§ **EXERCISE**
Lines from the line with "Target: snow wall" to the line with "Target: white bus" in the entries below, and only those, must be output exactly, with both ends included.

§ **Data excerpts**
------------------------------------------------------------
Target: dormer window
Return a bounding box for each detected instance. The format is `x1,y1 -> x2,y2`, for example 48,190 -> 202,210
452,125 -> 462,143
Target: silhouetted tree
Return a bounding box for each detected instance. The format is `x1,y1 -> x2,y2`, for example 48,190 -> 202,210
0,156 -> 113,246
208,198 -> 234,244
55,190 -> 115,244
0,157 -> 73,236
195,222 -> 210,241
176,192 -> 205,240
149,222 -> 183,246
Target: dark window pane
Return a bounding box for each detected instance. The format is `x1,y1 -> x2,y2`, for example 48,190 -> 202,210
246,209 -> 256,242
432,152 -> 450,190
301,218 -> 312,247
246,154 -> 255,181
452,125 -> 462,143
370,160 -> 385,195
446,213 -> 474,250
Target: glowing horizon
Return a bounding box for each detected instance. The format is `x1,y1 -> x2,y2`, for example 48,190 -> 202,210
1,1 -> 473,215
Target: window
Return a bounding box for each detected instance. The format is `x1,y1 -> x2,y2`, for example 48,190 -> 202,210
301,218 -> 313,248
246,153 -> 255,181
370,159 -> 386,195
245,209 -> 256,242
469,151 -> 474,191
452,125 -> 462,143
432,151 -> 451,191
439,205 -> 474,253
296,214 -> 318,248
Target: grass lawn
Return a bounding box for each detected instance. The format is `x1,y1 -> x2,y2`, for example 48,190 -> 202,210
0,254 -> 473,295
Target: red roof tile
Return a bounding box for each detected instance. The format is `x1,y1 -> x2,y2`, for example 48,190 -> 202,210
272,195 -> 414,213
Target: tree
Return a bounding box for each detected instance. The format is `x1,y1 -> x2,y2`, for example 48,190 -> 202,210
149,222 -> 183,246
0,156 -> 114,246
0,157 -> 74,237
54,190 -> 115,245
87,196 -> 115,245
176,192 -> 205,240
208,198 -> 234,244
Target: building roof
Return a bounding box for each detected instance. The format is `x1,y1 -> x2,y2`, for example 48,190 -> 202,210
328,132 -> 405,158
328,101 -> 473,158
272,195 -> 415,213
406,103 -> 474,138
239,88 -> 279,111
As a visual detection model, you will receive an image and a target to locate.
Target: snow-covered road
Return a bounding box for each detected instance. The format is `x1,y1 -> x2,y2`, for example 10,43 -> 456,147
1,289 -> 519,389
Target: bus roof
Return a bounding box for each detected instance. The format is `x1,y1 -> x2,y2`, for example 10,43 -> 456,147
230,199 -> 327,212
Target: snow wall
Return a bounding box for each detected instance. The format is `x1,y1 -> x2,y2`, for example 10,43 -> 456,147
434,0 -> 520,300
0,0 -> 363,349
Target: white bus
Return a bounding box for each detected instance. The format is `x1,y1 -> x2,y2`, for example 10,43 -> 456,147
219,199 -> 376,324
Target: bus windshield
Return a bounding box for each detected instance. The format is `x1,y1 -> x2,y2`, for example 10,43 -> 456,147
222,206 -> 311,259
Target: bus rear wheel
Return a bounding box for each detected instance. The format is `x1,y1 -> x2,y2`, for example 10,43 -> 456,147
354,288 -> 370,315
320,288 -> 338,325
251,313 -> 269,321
------------------------------------------------------------
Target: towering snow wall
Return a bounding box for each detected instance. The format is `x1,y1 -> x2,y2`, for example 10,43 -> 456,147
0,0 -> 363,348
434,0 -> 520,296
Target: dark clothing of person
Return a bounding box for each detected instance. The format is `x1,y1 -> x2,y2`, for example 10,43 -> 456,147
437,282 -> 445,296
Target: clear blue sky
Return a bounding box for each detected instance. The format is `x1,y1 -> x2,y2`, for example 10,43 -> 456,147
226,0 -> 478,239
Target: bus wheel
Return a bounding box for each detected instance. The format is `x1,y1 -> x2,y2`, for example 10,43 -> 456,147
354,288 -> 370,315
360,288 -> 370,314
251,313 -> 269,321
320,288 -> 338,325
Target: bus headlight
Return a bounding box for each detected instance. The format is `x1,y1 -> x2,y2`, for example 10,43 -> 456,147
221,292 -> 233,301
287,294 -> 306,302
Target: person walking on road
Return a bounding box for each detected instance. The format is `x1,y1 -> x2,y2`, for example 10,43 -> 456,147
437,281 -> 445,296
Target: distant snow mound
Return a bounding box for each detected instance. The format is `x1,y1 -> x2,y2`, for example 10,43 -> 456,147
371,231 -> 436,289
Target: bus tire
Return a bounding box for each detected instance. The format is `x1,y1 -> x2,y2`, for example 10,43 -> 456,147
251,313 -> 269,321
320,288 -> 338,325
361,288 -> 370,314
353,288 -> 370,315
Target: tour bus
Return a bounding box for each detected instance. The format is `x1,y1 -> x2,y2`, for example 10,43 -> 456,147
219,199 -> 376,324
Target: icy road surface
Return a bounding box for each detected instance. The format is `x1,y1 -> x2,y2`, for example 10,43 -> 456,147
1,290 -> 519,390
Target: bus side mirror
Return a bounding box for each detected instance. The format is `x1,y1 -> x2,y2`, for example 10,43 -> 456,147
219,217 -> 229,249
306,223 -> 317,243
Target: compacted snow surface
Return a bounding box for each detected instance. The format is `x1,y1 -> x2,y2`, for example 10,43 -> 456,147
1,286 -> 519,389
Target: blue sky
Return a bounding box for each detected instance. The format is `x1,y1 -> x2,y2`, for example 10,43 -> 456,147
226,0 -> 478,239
------------------------------------------------------------
§ **RESULT OF THIS EXERCISE**
Target: snow wall
Return a bounding box for each detected instance. The format is `x1,y1 -> x2,y2`, for example 10,43 -> 456,147
434,0 -> 520,300
0,0 -> 363,349
Target: white bus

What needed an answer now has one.